=== Begin Enclosure ===

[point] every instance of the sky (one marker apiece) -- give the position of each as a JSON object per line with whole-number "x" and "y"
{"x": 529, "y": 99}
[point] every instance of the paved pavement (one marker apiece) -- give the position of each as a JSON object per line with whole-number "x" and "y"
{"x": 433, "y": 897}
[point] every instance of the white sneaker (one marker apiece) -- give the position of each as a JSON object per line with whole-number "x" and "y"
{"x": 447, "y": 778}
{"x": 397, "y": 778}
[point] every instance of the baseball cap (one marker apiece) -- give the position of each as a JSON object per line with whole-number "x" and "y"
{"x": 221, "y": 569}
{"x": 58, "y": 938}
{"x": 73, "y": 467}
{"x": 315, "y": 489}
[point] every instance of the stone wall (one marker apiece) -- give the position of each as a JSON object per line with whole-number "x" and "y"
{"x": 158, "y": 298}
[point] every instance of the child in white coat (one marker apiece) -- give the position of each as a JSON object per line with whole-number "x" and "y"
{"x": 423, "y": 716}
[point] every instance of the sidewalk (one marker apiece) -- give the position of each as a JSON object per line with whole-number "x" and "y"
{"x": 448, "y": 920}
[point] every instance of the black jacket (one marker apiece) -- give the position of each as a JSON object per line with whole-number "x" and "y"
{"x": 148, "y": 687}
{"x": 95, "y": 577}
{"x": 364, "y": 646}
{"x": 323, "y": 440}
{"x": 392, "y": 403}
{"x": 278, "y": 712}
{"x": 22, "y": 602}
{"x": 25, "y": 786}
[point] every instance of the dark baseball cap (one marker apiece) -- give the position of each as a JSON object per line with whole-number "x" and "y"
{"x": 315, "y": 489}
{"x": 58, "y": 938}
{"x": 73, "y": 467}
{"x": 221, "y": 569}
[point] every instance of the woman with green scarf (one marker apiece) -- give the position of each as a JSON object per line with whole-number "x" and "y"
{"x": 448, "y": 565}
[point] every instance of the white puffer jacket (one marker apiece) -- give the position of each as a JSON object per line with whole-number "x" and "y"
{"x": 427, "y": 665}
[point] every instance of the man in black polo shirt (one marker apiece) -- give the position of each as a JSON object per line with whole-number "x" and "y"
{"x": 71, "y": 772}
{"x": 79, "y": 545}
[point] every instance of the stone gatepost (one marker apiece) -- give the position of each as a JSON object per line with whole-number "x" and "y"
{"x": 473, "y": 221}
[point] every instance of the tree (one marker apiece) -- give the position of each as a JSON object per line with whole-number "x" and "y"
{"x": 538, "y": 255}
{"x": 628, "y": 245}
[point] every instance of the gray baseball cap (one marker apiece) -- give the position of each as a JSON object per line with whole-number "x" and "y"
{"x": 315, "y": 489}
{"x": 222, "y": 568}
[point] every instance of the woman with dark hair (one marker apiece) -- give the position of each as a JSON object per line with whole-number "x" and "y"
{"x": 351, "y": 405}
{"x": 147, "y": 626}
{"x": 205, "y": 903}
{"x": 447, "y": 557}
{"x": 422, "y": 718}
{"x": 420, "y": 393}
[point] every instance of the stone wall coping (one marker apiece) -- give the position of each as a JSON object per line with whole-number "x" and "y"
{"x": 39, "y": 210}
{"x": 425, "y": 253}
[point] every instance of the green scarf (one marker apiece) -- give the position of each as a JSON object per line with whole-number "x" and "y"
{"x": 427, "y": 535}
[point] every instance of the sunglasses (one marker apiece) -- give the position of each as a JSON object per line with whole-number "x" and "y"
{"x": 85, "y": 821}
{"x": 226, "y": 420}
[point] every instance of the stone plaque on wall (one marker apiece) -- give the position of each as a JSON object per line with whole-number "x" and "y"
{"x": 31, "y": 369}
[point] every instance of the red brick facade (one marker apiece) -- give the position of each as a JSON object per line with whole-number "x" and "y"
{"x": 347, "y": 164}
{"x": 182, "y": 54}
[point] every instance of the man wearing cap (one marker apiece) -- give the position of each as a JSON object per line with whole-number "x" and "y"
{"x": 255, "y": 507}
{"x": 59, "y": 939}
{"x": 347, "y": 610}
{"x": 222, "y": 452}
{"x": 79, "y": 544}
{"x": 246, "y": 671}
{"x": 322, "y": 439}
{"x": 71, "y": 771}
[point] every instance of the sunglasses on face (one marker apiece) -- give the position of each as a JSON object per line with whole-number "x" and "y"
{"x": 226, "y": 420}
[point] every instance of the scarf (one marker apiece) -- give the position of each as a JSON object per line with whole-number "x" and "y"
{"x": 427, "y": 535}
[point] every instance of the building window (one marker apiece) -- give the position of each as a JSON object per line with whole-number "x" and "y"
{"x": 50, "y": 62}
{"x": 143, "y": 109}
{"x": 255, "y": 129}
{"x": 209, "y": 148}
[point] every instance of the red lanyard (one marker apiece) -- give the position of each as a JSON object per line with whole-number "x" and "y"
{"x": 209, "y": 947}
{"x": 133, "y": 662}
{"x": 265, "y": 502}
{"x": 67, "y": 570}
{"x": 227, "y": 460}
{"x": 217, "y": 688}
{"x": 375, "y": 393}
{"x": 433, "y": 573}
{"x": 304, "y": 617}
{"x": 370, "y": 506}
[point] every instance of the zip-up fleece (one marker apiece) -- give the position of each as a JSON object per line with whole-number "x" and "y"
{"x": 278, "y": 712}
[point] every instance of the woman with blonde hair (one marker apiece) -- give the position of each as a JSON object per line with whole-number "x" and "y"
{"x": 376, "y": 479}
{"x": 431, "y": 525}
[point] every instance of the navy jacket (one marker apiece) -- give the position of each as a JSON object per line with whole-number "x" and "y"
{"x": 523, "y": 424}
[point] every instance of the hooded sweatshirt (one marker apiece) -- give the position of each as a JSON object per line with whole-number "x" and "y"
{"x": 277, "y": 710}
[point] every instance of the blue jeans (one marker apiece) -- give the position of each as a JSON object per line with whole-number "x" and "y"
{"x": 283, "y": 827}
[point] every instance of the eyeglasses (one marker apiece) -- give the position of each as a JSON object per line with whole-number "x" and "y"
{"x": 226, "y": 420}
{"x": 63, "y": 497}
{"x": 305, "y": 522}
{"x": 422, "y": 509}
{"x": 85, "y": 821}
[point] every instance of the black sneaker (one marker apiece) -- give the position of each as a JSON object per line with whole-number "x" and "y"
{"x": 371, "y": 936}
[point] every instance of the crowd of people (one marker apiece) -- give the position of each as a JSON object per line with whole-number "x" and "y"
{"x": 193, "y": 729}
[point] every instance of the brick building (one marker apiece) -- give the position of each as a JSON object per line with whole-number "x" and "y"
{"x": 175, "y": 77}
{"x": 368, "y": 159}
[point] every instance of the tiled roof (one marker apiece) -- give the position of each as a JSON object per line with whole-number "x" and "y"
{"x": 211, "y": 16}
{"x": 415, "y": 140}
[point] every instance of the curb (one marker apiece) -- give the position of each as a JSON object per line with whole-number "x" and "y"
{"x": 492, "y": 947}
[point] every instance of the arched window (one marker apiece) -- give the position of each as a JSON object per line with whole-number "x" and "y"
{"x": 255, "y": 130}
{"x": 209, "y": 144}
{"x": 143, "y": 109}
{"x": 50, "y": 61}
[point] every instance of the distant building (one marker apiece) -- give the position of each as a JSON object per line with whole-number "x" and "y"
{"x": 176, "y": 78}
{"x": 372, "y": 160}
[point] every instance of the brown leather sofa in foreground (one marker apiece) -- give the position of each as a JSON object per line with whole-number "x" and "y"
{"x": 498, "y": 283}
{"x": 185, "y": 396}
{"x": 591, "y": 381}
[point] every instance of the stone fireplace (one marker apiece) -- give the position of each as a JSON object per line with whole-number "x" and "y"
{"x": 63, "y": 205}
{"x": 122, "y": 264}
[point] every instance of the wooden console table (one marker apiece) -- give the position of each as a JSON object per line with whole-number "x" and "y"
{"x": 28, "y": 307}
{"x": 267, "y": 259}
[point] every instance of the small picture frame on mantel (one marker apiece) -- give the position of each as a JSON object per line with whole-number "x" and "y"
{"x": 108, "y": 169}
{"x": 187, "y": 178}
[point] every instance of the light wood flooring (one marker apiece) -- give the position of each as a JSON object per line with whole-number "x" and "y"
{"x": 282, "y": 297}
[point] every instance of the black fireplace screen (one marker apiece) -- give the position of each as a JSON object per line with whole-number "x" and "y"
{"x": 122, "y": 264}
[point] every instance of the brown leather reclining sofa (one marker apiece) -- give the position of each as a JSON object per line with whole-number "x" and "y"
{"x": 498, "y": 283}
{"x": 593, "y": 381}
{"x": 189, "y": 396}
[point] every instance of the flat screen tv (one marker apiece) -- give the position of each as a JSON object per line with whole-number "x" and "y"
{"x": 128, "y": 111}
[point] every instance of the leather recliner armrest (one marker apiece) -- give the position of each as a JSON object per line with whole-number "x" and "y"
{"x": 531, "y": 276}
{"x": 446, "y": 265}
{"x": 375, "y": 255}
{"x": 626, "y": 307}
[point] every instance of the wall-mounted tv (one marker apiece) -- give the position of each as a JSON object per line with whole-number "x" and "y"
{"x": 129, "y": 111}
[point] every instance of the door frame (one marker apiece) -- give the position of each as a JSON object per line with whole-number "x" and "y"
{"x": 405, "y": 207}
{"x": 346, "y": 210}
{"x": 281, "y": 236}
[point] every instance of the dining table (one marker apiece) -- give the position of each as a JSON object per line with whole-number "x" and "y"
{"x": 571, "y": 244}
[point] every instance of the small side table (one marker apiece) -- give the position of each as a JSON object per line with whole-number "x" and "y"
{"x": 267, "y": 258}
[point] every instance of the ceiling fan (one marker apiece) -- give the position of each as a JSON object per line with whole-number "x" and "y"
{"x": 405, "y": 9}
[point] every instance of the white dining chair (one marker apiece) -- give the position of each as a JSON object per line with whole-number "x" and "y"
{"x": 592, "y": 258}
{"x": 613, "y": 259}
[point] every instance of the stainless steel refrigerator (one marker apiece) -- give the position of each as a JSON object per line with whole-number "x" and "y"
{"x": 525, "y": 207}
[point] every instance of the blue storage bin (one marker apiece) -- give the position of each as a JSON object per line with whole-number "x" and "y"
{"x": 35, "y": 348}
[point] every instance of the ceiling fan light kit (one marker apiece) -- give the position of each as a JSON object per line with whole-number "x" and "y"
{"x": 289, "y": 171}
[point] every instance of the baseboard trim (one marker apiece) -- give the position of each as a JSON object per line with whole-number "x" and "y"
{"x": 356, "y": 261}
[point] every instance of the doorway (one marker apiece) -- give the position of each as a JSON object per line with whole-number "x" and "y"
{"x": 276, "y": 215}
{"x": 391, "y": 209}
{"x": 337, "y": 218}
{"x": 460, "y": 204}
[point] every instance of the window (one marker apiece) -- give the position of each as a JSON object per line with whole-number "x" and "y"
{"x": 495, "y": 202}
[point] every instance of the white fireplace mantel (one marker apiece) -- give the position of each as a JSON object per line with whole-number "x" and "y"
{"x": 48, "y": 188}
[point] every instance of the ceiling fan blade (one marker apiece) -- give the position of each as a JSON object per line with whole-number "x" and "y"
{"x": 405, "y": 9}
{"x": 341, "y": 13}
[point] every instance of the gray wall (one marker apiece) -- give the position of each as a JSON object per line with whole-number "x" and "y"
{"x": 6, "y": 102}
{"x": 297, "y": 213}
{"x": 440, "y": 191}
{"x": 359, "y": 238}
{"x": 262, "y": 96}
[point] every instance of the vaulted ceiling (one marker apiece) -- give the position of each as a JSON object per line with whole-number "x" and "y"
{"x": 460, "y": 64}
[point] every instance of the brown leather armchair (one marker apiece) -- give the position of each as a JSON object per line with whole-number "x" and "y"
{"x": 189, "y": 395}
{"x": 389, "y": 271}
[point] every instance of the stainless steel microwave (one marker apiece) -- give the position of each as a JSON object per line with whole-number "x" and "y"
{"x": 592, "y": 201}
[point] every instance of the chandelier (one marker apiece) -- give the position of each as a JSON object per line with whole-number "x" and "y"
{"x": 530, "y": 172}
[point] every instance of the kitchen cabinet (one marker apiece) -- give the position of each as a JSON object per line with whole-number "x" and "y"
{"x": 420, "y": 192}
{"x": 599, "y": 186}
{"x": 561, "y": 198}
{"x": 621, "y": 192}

=== End Enclosure ===

Aim of the task:
Print only the lines running from the one with "[point] every instance of the stainless steel microwave" to the final line of the data above, each exactly as it appears.

Written solution:
[point] every instance of the stainless steel microwave (one marker apiece) -- give the position of each as a JSON object per line with whole-number "x" and "y"
{"x": 592, "y": 201}
[point] every instance of the chandelier (one marker apiece) -- give the position of each as a JSON object per line with whole-number "x" and "y"
{"x": 530, "y": 172}
[point] every instance of the kitchen cabinet (one marker apiece) -- give the position of each as a JSON object per line with whole-number "x" and "y"
{"x": 420, "y": 192}
{"x": 599, "y": 186}
{"x": 561, "y": 198}
{"x": 621, "y": 192}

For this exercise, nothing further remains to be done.